▶ Задание 1: Отредактируйте отрывок из рассказа о походе на Алтай. Перепишите его, начав со слов «Алтайские окна ясновидения» и закончив словами «к Тайменьему озеру.», и замените «водопад» на «каскад».
▶ Задание 2: Через какие населённые пункты, по рассказу о походе на Алтай, путешественники добирались до маральего заповедника? Назовите все в начальной форме.
▶ Задание 3: Продолжите рассказ о походе на Алтай, начиная сразу после его последнего предложения.

▶ Текст:
_ _ _ _

Алтайские окна ясновидения открылись для автора только однажды. Вспоминая о них, он не понимает, что же это было в действительности.
В 1966 году вместе с другом Володей Бессоновым я побывал на Алтае. Сначала я хотел поехать один, чтобы ни с кем не пришлось спорить о маршруте. Его я составил сам в Московском клубе туристов: взял отчёты о походах на Алтай и выбрал наиболее вкусные места, избегая скучных и длинных переходов. Мне захотелось увидеть самый большой водопад и озеро рядом с ним, носившие одинаковое название — Тайменьи, а перед этим пройти центральный Катунский хребет. Всё-таки три с лишним километра высоты. А для перехода выбрал цепочку Мультинских озёр. В записях клуба хранился небольшой рисунок от руки, показывающий, как от Верхнего Мультинского озера можно выйти на перевал, ведущий к Тайменьему озеру.
Володя убедил меня не ходить одному — мало ли что может в пути стрястись, да и груз с палаткой практичнее разделить на двоих. Совет был мудрый. Одному всё-таки жутковато. Собирались мы в спешке — наступил конец августа, это было уже поздновато для мест, где зима начинается внезапно. Карт никаких я не взял, да и нужного масштаба не было. Вооружились мы фотоаппаратами и самолётом через Новосибирск и Бийск долетели до Горно-Алтайска. Там переночевали и на местном самолётике прилетели в Усть-Коксу. На попутке доехали до Нижнего Уймона и поднялись до маральего заповедника. Места сказочно красивые, величавые, и под радугу мы зашагали к озёрам.

_ _ _ _

▶ Исходные данные:
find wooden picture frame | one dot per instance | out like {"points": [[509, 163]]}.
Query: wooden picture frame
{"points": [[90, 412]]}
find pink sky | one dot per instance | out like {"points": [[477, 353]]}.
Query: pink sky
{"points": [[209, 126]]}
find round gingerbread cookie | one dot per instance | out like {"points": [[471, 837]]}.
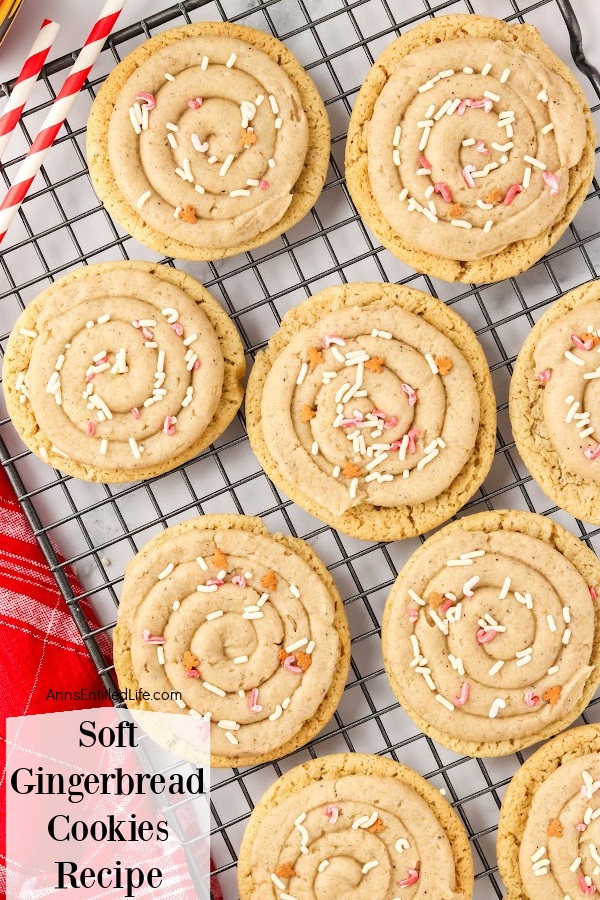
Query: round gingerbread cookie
{"points": [[122, 370], [555, 401], [354, 825], [208, 140], [491, 635], [470, 148], [248, 627], [373, 408], [549, 829]]}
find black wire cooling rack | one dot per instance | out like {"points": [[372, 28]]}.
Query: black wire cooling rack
{"points": [[99, 527]]}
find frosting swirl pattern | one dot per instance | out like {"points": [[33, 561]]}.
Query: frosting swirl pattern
{"points": [[243, 626], [490, 636]]}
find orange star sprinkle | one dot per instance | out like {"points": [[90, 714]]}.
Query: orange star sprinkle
{"points": [[444, 364], [219, 559], [285, 870], [554, 828], [247, 137], [190, 661], [375, 364], [188, 214], [552, 695], [435, 599], [496, 196], [303, 660], [314, 357], [269, 581]]}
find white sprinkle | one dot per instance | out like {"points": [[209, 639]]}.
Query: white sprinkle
{"points": [[571, 356], [216, 615], [535, 162], [166, 571], [214, 690], [496, 706], [444, 702]]}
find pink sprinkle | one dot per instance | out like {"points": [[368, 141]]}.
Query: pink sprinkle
{"points": [[288, 664], [583, 345], [169, 426], [150, 639], [465, 690], [442, 188], [410, 393], [530, 699], [484, 637], [485, 104], [148, 99], [253, 704], [332, 813], [467, 175], [584, 887], [413, 877], [330, 339], [512, 192], [552, 181]]}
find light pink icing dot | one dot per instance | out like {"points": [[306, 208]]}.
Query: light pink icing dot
{"points": [[512, 192], [410, 393], [484, 637], [332, 813], [148, 99]]}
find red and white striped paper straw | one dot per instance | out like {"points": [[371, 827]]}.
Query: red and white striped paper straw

_ _ _ _

▶ Ответ 1:
Алтайские окна ясновидения открылись для автора только однажды. Вспоминая о них, он не понимает, что же это было в действительности.
В 1966 году вместе с другом Володей Бессоновым я побывал на Алтае. Сначала я хотел поехать один, чтобы ни с кем не пришлось спорить о маршруте. Его я составил сам в Московском клубе туристов: взял отчёты о походах на Алтай и выбрал наиболее вкусные места, избегая скучных и длинных переходов. Мне захотелось увидеть самый большой каскад и озеро рядом с ним, носившие одинаковое название — Тайменьи, а перед этим пройти центральный Катунский хребет. Всё-таки три с лишним километра высоты. А для перехода выбрал цепочку Мультинских озёр. В записях клуба хранился небольшой рисунок от руки, показывающий, как от Верхнего Мультинского озера можно выйти на перевал, ведущий к Тайменьему озеру.

▶ Ответ 2: Новосибирск, Бийск, Горно-Алтайск, Усть-Кокса, Нижний Уймон

▶ Ответ 3:
По пути, где кончались тропинки и начиналось верховое болото, нам встретился глухонемой пастух. Он, казалось, понимал, что нам нужно найти тропу к Мультинским озёрам, и по-своему, жестами, объяснял, как нам идти. Мы предположили, что он не вполне в себе, и двинулись в путь, несмотря на отчаянную его жестикуляцию. Проплутав сутки и боясь совсем заблудиться в горах, мы вернулись. Больше всего был рад пастух, которого мы встретили опять. На сей раз, для полной уверенности, он прошёл немного с нами. Тогда мы и вышли к красавцам озёрам. Среднее Мультинское озеро по каменным перекатам сливалось в Нижнее, а с камней и на лошадях мальчишки удили здесь хариусов.
Верхнее озеро лежало в отдалении, в ущелье, где кончались лес и привычные условия жизни. Предыдущий привал мы сделали около охотничьей хижины, рядом с которой была даже печь, сложенная из плоских камней. Верхняя Мульта отличается сказочной красотой. С окрестных ледников сюда тонкими струями стекают водопадики, длиной метров в двести и более. По рисунку в клубе туристов дальше наш путь шёл вверх и влево, на кромку ледника. Мы поднялись метров на триста над озером, поставили палатку, упёршись в свалившийся ствол дерева. Уклон вниз был почти отвесный, и мы не без опасений любовались на закате игрой хариусов в Верхнем Мультинском озере глубоко под нами.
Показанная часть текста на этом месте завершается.